**Extrait de texte:**
········

Mais les moments les plus forts, à mon avis, sont ceux des échanges entre Maureen et July, où l'on retient sa respiration tellement la tension est palpable. Les Smales n'étaient pas de mauvais employeurs selon leurs critères, ils essayaient de respecter July et lui offrir de bonnes conditions de travail, mais pourtant jamais il ne fut leur égal. Maureen commence à réaliser qu'elle ne comprenait pas July.
"De là, elle voyait la brousse. Elle se mit à lire. Mais le dépaysement qu'offre un roman, l'impression illusoire et pourtant profonde de se trouver transportée dans un autre temps, un autre lieu, une autre vie, qui fait tout le plaisir de la lecture, elle ne l'éprouvait plus. Dans un autre temps, un autre lieu, une autre vie? Elle y était déjà. Et cet exil l'oppressait. Ce changement dans son existence, ce dépaysement involontaire occupaient toute sa pensée comme l'air qu'on souffle dans un ballon le remplit et lui donne sa forme. Déjà, elle n'était pas ce qu'elle était. Aucune fiction ne pouvait rivaliser avec ce qu'elle découvrait à présent et qu'elle n'aurait jamais pu imaginer.
Ces gens ne possédaient rien.
Dans leurs maisons, il n'y avait rien. Du moins à première vue."
Un très beau roman, qu'on ne peut oublier.
Commentaires
J'ai encore pris acheté un livre sud-africain, il faut juste que je les lise ! J'ai vu un ou deux films adaptés de l'oeuvre de Brink, et c'était génial. Un must read.
Je garde encore un souvenir fort de cette lecture, les échanges entre Maureen et July, oui, l'évolution des rapports humains, Nadine Gordimer a su déveleopper son intrigue avec subtilité et beaucoup de justesse.
Ouiouioui, ne laissons pas au placard ces romans d'avant les années 80. et même bien avant encore, sans aller jusqu'aux classiques du 19è qui n'ont plus rien à prouver. Il y a des pépites, et de taille ! En parlant de ça, je ne devrais pas tarder à finir Le puits de la solitude. Finalement je mets plus de temps que je ne le pensais, mais faut dire que les weekends, je n'étais pas chez moi et donc je dégaine moins la liseuse...

········

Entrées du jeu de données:
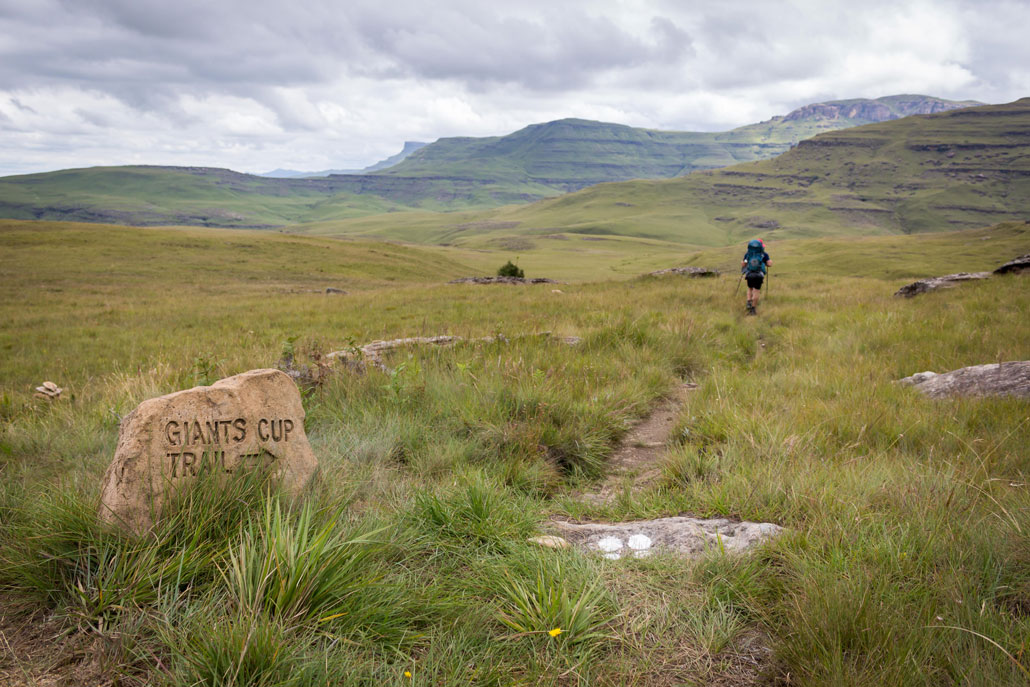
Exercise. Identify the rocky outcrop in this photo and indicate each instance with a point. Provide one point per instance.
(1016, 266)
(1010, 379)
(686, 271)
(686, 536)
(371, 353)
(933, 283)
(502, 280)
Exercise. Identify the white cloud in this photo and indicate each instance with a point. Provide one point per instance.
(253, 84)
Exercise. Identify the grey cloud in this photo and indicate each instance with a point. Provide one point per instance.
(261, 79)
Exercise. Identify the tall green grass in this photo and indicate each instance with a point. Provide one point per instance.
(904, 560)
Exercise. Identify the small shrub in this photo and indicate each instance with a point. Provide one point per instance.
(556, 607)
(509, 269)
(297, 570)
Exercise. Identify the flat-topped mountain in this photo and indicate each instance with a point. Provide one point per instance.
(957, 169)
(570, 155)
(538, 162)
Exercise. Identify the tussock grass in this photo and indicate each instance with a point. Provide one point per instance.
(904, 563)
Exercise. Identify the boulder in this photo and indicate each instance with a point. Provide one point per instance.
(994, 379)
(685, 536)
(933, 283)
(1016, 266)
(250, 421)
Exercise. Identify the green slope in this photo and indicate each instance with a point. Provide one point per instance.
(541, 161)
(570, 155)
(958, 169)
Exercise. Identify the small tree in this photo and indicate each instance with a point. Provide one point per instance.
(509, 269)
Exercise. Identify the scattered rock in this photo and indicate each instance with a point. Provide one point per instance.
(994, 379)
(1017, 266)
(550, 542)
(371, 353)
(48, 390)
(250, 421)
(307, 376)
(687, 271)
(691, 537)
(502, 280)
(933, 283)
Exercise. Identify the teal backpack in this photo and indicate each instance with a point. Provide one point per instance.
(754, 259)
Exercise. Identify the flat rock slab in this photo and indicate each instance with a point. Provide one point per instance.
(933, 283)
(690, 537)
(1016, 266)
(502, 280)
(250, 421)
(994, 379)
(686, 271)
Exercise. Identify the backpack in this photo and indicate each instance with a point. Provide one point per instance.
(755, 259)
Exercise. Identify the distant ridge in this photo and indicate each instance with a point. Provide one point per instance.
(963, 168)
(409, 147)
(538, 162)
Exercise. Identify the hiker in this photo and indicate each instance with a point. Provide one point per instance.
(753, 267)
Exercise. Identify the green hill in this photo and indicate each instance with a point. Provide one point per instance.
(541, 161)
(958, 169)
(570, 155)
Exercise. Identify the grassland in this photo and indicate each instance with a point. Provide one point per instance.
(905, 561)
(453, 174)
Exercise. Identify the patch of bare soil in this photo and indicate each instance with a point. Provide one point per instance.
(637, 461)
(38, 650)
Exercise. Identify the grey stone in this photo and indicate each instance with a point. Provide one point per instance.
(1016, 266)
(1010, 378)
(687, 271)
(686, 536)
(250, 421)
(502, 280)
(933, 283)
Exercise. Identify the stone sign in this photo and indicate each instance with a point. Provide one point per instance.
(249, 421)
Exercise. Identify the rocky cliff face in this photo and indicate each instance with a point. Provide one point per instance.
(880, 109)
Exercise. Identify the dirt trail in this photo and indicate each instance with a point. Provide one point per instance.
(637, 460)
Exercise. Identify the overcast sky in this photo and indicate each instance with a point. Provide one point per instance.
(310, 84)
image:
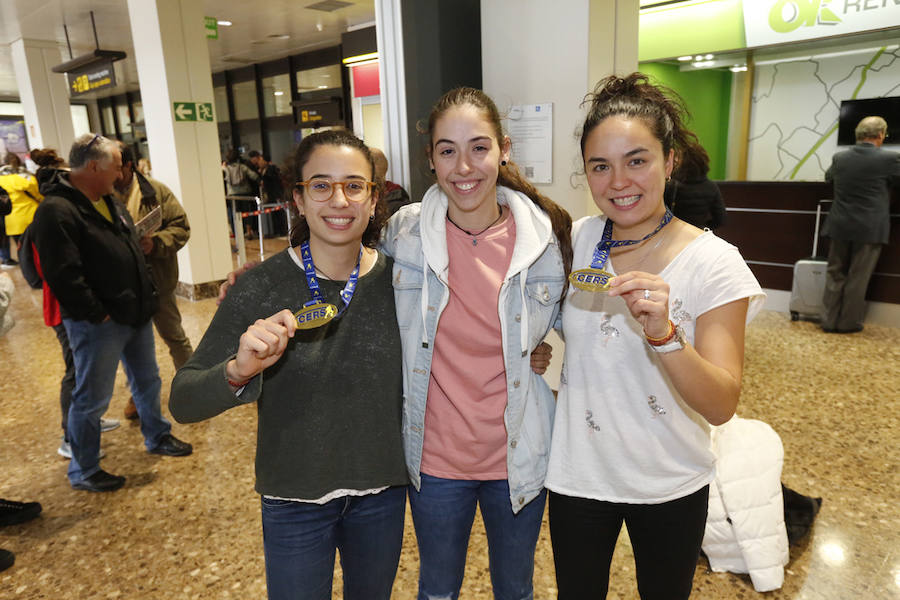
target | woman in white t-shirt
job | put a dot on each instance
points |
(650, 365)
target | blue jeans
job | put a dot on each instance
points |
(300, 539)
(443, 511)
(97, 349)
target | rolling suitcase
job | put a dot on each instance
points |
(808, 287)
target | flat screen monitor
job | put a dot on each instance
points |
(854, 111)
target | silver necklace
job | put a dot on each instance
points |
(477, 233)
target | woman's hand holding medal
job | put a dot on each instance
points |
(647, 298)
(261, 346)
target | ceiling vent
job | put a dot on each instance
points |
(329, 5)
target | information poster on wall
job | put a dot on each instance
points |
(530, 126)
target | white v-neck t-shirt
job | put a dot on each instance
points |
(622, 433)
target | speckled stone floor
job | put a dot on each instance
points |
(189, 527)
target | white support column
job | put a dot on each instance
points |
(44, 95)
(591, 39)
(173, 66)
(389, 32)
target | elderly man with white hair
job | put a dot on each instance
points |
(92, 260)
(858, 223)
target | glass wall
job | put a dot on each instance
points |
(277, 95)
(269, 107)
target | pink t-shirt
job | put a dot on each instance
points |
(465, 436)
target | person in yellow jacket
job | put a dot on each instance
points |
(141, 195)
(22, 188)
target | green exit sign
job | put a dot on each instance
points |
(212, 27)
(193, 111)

········

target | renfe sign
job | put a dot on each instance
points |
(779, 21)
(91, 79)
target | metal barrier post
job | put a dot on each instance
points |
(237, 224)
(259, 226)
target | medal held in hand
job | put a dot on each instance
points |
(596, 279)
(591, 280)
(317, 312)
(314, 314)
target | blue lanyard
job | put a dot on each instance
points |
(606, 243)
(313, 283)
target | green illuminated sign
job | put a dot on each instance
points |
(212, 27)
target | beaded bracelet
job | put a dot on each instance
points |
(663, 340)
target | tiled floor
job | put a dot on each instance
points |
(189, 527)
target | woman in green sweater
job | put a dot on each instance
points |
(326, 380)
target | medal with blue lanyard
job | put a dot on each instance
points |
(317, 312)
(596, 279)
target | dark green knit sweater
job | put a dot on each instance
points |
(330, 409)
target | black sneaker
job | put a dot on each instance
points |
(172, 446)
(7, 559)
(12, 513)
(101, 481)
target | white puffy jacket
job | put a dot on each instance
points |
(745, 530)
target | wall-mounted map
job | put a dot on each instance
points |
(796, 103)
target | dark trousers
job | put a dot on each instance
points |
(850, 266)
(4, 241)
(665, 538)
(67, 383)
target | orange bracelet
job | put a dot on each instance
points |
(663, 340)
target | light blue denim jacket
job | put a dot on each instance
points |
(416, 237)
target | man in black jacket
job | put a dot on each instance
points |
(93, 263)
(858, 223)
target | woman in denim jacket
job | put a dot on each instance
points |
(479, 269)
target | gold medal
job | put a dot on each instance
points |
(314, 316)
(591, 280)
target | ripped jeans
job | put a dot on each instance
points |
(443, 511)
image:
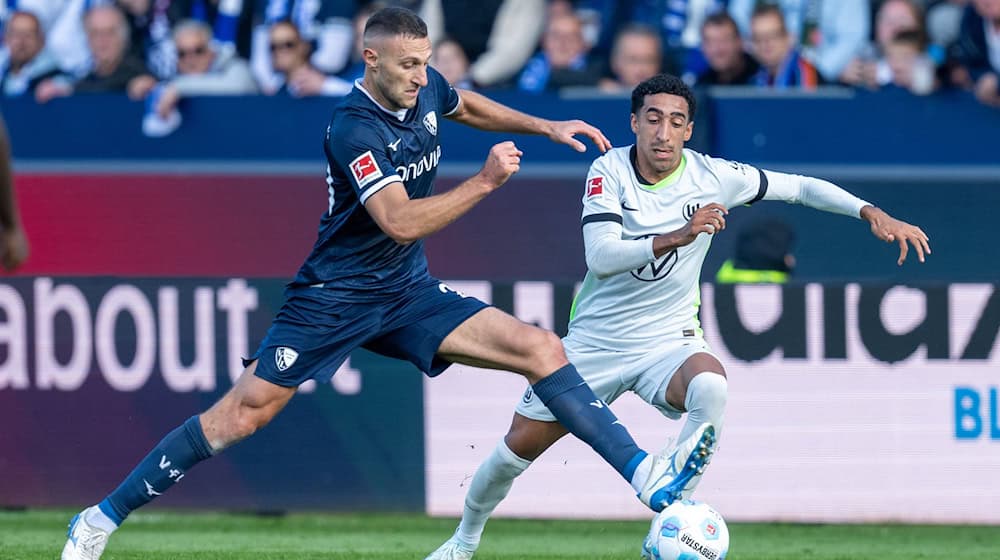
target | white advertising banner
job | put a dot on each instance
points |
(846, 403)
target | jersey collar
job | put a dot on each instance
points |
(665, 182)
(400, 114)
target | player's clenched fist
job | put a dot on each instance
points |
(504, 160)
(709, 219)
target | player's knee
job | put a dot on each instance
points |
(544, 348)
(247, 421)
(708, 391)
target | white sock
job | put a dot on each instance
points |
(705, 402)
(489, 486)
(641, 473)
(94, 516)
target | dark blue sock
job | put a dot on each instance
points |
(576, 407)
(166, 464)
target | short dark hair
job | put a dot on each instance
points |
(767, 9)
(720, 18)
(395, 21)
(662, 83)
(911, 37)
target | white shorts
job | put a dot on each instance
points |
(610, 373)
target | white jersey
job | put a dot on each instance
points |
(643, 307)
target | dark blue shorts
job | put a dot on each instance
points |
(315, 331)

········

**Consigne 1:** Recopiez mot pour mot l'extrait sur le roman, en commençant par « Commentaires » et en poursuivant jusqu'à « Un must read. ».
**Consigne 2:** Prolongez l'extrait sur le roman à partir de l'endroit où il s'arrête.
La liste n'a aucun rôle à jouer ici.

**Réponse 1:**
Commentaires
J'ai encore pris acheté un livre sud-africain, il faut juste que je les lise ! J'ai vu un ou deux films adaptés de l'oeuvre de Brink, et c'était génial. Un must read.

**Réponse 2:**
Comment ça les classiques du 19ème? Je sors d'un réjouissant Trollope de 700 pages. Pour le puits, ne me lâche pas, mais on a dit le 23, tu seras au RV!
Caroline
Tu vois, des gens comme Roger Martin du Gard, Romain Rolland, et même PJ Jouve, une amie a fait sa thèse sur lui, qui le lit encore?
J'attendais ton avis avec impatience et je suis contente que tu rejoignes le clan des séduits. Mr. Z a lui complètement bloqué sur le style, jusqu'à l'abandonner carrément, ce qui a donné lieu à des débats littéraires houleux ici à la maison ;-)
Et bon, au cas où, on prévoit une lecture Brink avec A Girl pour février. Je dis ça, je ne dis rien...
J'ignore si j'aurais accroché avec un autre de ses romans (il faudrait essayer), pour Brink, ah là il faut que je choisisse bien le roman, alors! Ce sont en général des lectures qui remuent...
J'imagine bien les débats littéraires à la maison, heureux couple! ^_^
P.s. Je suppose qu'il s'agit de Karel Schoeman mais je dois dire qu'en cherchant le nom sur internet, je n'ai pas boudé mon plaisir sur Roland Mark Shoeman... peut-être moins littéraire cependant ;-)
Retour au pays bien-aimé Cette vie Des voix parmi les ombres La saison des adieux
et dois encore lire En étrange pays.
Tout est bon, y'a rien à jeter.
(et, oui, l'autre Schoeman; ah oui)(mal remise encore; tu aurais pu prévenir)
Trêve de plaisanteries, ce Karel mérite le détour.